═══ Texto fornecido
Algumas dirão que o conteúdo do blogue é chato p'ra burro, é só conversa de homens e p'ra homens... Estes, por sua vez, terão pouca sensibilidade e sobretudo paciência para acompanhar o fio da meada das conversas femininas... Afinal, de que falam eles ? E de que (não) falam elas ?


Convenhamos que não é fácil escrever sobre (e muito menos partilhar, num espaço público como é a Internet) coisas tão íntimas como as relações homem/mulher, o namoro, o enamoramento, o casamento, a vida a dois, a sexualidade, a família, a história de vida,  os sentimentos, as emoções, as atitudes e os comportamentos, a dor, o sofrimento, a morte, a guerra e a paz, ainda por cima com referência a um período doloroso e conturbado com o foi o período de 1960/70, o da nossa juventude, que foi também um período de grandes mudanças sociais, políticas, ideológicas e culturais, incluindo ao nível das relações de género...

Em todo o caso, já produzimos alguns postes notáveis sobre estas temáticas, mas em que os autores continuam a ser predominantemente do género masculino (com uma ou outra  excepção notável: estou-me a lembrar, por exemplo, da Cristina Allen) ... 



Lembro aqui as séries As Nossas Mães, As Nossas Mulheres, As Nossas Madrinhas de Guerra (*)... claramente orientadas para o discurso no masculino, no pressuposto de que foram sobretudo os homens os actores da guerra (e alguns, muito mais do que isso, foram transformados em deuses da guerra)...
══════
(Tarefa a realizar): Transcreva o trecho do texto sobre o blogue desde "Lembro aqui as" até "deuses da guerra)...", inclusive, e substitua "deuses" por "heróis".
═══ Informação extraída
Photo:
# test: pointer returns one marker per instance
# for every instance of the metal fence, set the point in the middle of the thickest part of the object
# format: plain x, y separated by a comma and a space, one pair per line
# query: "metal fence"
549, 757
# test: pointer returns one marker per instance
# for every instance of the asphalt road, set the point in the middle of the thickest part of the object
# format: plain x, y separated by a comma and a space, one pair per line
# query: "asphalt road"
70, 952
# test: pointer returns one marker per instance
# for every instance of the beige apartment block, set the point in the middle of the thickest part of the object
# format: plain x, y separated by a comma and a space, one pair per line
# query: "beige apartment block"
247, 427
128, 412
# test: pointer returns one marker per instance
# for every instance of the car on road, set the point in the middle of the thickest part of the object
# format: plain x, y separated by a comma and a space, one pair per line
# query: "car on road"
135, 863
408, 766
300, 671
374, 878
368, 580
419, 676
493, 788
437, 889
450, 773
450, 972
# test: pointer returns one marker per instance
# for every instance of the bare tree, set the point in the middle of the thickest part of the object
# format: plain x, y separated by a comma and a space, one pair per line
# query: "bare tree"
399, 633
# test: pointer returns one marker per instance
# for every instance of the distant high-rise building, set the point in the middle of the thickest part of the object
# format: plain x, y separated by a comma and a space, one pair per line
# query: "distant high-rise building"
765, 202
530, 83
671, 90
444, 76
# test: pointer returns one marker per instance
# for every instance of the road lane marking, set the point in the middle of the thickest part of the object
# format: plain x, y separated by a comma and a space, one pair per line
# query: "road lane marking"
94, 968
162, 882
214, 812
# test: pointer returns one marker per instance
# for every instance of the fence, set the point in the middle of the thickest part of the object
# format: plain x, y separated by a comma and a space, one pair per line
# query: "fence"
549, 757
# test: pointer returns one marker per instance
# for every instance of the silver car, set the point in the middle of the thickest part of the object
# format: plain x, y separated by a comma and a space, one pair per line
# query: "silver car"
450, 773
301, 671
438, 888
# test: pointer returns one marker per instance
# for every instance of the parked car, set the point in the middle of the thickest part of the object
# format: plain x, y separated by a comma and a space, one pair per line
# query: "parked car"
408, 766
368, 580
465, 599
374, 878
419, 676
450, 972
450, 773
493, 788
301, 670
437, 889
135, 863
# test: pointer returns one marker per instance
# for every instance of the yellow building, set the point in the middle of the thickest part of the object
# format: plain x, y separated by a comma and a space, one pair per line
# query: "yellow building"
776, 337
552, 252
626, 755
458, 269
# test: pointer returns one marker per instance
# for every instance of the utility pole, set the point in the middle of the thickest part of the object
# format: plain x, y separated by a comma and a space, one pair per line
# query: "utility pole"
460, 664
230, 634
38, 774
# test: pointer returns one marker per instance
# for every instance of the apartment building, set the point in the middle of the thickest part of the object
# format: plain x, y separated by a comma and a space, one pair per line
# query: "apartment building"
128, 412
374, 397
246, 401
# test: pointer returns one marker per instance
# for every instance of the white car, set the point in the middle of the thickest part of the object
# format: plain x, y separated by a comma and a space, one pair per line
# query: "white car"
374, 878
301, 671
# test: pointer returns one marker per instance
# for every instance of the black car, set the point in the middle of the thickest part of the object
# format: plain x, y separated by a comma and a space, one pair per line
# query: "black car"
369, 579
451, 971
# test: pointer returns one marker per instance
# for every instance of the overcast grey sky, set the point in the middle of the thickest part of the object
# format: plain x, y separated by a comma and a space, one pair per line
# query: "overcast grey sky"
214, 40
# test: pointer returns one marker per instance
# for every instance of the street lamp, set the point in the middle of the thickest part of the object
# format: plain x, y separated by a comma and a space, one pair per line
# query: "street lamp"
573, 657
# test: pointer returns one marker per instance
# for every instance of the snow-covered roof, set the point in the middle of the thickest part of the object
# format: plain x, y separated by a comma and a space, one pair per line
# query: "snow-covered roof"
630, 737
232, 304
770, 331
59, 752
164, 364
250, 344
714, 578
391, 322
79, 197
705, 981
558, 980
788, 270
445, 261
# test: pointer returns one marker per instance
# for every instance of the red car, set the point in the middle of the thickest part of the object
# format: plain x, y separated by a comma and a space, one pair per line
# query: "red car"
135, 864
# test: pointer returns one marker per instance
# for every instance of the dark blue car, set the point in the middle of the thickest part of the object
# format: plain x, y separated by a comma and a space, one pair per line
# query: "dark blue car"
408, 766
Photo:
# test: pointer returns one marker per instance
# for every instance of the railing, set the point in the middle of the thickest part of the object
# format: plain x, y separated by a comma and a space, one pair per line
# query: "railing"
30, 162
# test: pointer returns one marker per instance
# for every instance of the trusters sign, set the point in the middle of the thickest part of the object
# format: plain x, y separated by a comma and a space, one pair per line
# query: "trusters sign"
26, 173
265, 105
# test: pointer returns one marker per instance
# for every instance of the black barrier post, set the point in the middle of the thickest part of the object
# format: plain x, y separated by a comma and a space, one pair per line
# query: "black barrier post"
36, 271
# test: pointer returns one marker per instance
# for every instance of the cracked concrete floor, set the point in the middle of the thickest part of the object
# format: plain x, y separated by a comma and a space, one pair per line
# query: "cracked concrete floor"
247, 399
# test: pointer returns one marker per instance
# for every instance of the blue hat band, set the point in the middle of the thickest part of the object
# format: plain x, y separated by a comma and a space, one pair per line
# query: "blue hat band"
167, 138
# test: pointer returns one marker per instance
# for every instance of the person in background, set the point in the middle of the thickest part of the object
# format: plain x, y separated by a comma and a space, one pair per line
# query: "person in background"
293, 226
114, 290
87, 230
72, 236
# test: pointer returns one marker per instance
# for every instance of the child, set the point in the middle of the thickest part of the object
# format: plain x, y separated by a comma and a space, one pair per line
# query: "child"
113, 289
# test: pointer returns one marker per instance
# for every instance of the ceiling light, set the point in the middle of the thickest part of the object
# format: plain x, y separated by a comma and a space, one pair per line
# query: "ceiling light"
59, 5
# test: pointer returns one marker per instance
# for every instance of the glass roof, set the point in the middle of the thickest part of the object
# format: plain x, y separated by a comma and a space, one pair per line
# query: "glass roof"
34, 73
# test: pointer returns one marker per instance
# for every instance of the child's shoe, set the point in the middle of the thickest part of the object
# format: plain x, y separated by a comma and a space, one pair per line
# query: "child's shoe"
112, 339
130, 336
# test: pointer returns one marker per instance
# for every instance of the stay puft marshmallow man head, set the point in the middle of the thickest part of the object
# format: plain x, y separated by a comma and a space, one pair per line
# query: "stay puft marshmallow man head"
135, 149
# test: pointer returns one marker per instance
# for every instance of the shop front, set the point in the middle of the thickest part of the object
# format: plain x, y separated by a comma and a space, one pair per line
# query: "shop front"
══════
(Resolução da tarefa):
Lembro aqui as séries As Nossas Mães, As Nossas Mulheres, As Nossas Madrinhas de Guerra (*)... claramente orientadas para o discurso no masculino, no pressuposto de que foram sobretudo os homens os actores da guerra (e alguns, muito mais do que isso, foram transformados em heróis da guerra)...